**Consigne 1**
Redimensionnez la partie des enregistrements qui s'ouvre sur leur première ligne et se ferme sur la ligne contenant "pixel 716 761", toutes deux incluses. Recopiez chacune de ces lignes en multipliant par 1,85 les coordonnées des réponses, arrondies à l'entier (les demis vers le haut), sans changer les autres nombres, et sans reprendre les images.
+++ Extrait du texte
# Filezilla sur Mac



## dja974 (10 Septembre 2008)

Bonjour,
J'ai téléchargé Filazilla pour Mac (version 3.0.9.2 et 3.1.1.1).
J'ai un Mac avec OS 10.4.11
Le téléchargement et l'installation se sont bien passés (dans le 2 cas) et pourtant, quand je lance Filezilla, il ne s'ouvre pas.
Toutes aides, solutions, explications sont bienvenues.
Amicalement
Dominique de La Réunion


----------



## Alycastre (10 Septembre 2008)

dja974 a dit:


> Bonjour,
> J'ai téléchargé Filazilla pour Mac (version 3.0.9.2 et 3.1.1.1).
> J'ai un Mac avec OS 10.4.11
> Le téléchargement et l'installation se sont bien passés (dans le 2 cas) et pourtant, quand je lance Filezilla, il ne s'ouvre pas.
> ...



Oublier ce soft issu du monde Windows... Il y a tellement de (bonnes) solutions payantes ou gratuites sur notre plateforme.


----------



## davidR (26 Octobre 2008)

Lesquelles donc ??? Je suis débutant quelque chose de "gratuit", facile à installer et à utiliser ce serait le rêve!
Merci pour l'info
dad


----------



## Arlequin (26 Octobre 2008)
++++++
+++ Lignes de données
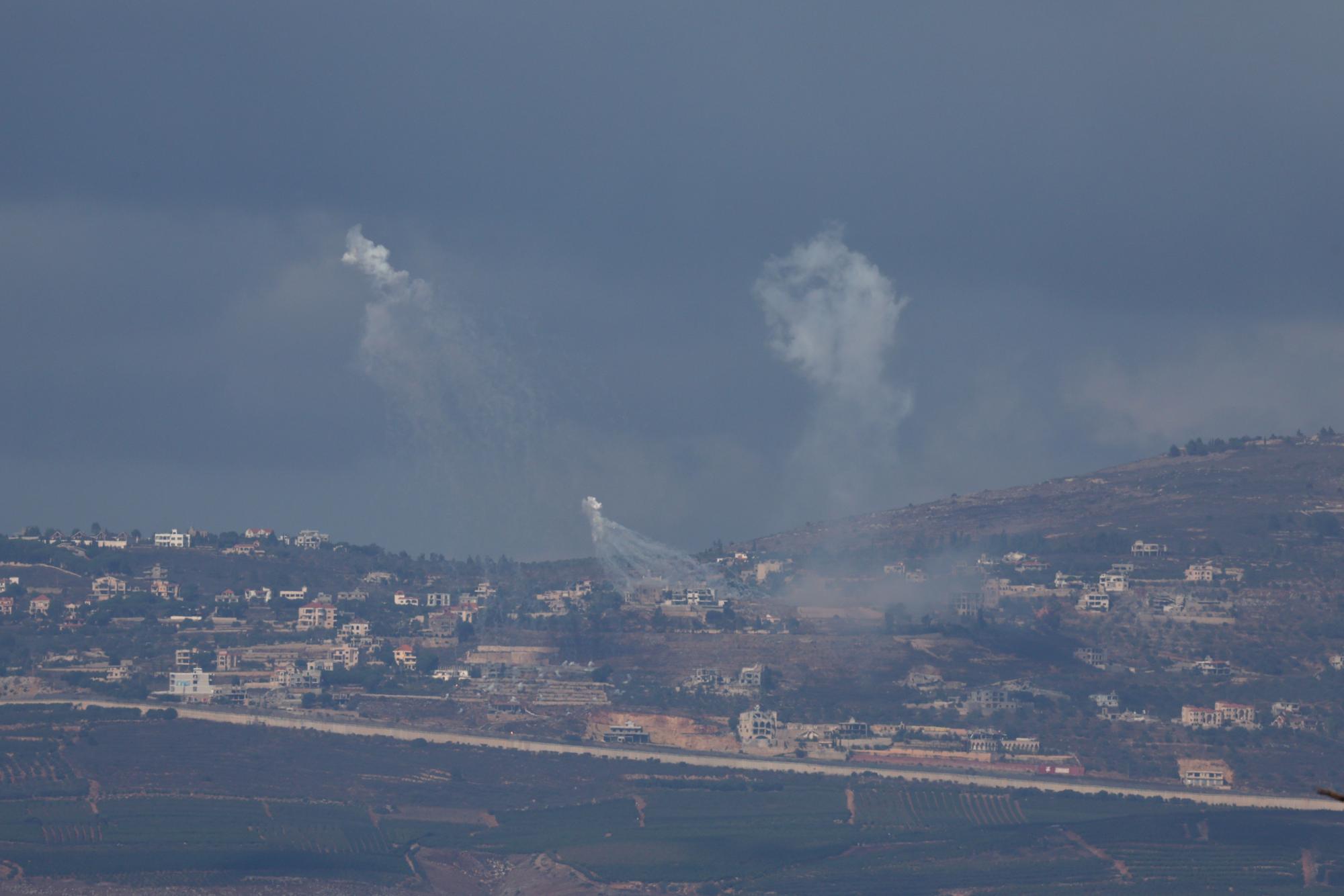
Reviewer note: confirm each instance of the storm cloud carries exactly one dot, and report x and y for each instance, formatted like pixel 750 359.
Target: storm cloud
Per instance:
pixel 1119 228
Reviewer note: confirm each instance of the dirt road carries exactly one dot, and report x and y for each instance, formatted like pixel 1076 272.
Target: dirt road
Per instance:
pixel 716 761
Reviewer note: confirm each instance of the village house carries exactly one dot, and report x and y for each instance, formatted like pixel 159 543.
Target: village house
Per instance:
pixel 1095 658
pixel 354 629
pixel 1095 602
pixel 311 539
pixel 626 734
pixel 1114 582
pixel 174 539
pixel 317 616
pixel 991 699
pixel 345 655
pixel 1222 714
pixel 759 729
pixel 165 589
pixel 193 687
pixel 967 604
pixel 1216 668
pixel 1202 572
pixel 1205 773
pixel 108 586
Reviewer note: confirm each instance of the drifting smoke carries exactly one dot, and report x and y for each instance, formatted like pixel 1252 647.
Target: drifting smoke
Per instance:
pixel 632 561
pixel 833 316
pixel 468 413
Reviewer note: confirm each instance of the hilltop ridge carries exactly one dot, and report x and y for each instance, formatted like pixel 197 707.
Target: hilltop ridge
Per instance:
pixel 1200 503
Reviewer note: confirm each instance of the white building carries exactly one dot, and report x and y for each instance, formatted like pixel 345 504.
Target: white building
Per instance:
pixel 192 686
pixel 1095 602
pixel 1202 573
pixel 311 539
pixel 1114 582
pixel 174 539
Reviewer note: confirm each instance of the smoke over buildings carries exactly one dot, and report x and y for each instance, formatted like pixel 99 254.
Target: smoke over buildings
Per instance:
pixel 463 412
pixel 833 316
pixel 632 561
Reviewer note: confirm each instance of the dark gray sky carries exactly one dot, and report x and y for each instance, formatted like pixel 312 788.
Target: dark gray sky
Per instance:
pixel 1119 226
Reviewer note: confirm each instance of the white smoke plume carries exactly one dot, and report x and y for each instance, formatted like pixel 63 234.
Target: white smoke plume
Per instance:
pixel 833 316
pixel 634 561
pixel 467 410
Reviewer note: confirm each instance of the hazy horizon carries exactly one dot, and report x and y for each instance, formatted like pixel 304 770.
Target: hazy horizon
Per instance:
pixel 729 269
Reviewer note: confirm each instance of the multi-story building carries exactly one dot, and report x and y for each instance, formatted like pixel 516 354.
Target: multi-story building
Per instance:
pixel 759 729
pixel 317 616
pixel 1095 602
pixel 1114 582
pixel 108 586
pixel 1202 572
pixel 311 539
pixel 1205 773
pixel 626 734
pixel 354 629
pixel 174 539
pixel 1095 658
pixel 194 686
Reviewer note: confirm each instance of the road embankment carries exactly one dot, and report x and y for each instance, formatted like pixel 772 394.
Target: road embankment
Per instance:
pixel 709 761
++++++
**Consigne 2**
Dans le fil sur Filezilla, quelles versions du logiciel dja974 a-t-il téléchargées ?

**Réponse attendue 1**
Reviewer note: confirm each instance of the storm cloud carries exactly one dot, and report x and y for each instance, formatted like pixel 750 359.
Target: storm cloud
Per instance:
pixel 2070 422
Reviewer note: confirm each instance of the dirt road carries exactly one dot, and report x and y for each instance, formatted like pixel 1076 272.
Target: dirt road
Per instance:
pixel 1325 1408

**Réponse attendue 2**
Les versions 3.0.9.2 et 3.1.1.1.